Task objective -> Pictures aside, write out every record exactly as it appears.

(Records from a dataset)
***

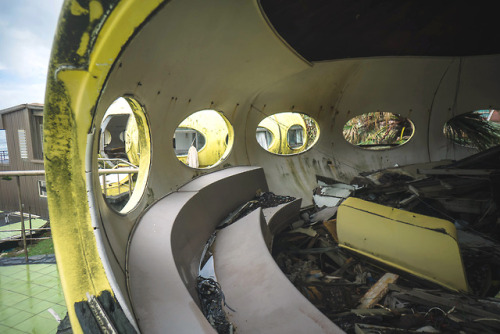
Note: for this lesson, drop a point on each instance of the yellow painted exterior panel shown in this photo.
(421, 245)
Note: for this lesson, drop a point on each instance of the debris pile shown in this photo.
(209, 290)
(262, 200)
(362, 295)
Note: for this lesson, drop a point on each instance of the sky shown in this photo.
(27, 30)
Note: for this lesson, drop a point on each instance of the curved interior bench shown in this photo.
(165, 248)
(263, 298)
(280, 217)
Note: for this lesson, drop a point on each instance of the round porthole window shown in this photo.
(287, 133)
(203, 139)
(476, 129)
(378, 130)
(124, 154)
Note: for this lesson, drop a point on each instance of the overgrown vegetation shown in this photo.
(378, 129)
(311, 130)
(472, 129)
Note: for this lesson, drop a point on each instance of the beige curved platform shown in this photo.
(166, 246)
(263, 299)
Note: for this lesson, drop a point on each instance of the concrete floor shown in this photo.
(27, 292)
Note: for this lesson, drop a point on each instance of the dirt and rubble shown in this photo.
(339, 282)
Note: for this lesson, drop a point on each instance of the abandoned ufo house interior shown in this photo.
(275, 166)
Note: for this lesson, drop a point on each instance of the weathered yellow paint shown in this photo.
(421, 245)
(84, 42)
(72, 93)
(278, 125)
(215, 130)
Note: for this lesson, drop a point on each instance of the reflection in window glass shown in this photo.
(203, 139)
(264, 137)
(295, 136)
(287, 133)
(4, 151)
(378, 130)
(123, 153)
(476, 129)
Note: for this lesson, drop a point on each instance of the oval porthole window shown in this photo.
(287, 133)
(123, 154)
(378, 130)
(476, 129)
(203, 139)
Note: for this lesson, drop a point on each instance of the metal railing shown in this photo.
(18, 174)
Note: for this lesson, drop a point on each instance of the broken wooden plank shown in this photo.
(377, 291)
(331, 226)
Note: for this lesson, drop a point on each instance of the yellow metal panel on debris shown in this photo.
(424, 246)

***

Full response ->
Note: for this lesson, drop a point on each instance of the yellow painted exterior panel shown in this photo.
(421, 245)
Note: for this lesson, drop a point on each instance of the debris pile shown in this photo.
(209, 290)
(262, 200)
(362, 295)
Note: for this lesson, drop a point on each instance of the sky shown in this photo.
(27, 30)
Note: for this lesson, drop a point on each instance of the curved interior bench shown in this photo.
(165, 248)
(263, 298)
(280, 217)
Note: for this lesson, drop a point on each instance of the round porthole window shown in this photo.
(287, 133)
(203, 139)
(476, 129)
(378, 130)
(124, 154)
Note: for this lesson, drop a point on each instance of the overgrown vegetation shown in this photo.
(378, 129)
(311, 130)
(472, 129)
Note: for this lesson, drop a point on each instance of the beige curved platform shown in this photo.
(166, 246)
(263, 299)
Note: for this lesson, drop a point on each instance of the concrete floor shown in this photo.
(27, 292)
Note: for this lesson, drop a point on each instance of the dirt and rubble shown in this photo.
(339, 282)
Note: for this lesson, drop a point on each instance of the abandoned ufo house interior shown in this photo.
(275, 166)
Note: for this lesson, drop a point on each instance of the weathered yellow paint shown in this photo.
(421, 245)
(84, 42)
(72, 93)
(278, 125)
(215, 130)
Note: for this lesson, drop a point on each instance of the reflection in window glass shown in this photo.
(203, 139)
(264, 137)
(295, 136)
(287, 133)
(4, 151)
(378, 130)
(123, 153)
(476, 129)
Note: for this lesson, drop a point on each instance of the oval porthole window shown in this photo.
(287, 133)
(123, 154)
(378, 130)
(476, 129)
(203, 139)
Note: for this lesson, drop a point on each instance of the metal railing shown in this photo.
(18, 174)
Note: for this lesson, drop a point on each instance of the broken wooden plank shown in this photo.
(377, 291)
(331, 226)
Note: for this lesson, drop a point on each instance of the yellow metal panel on debris shown in this photo.
(424, 246)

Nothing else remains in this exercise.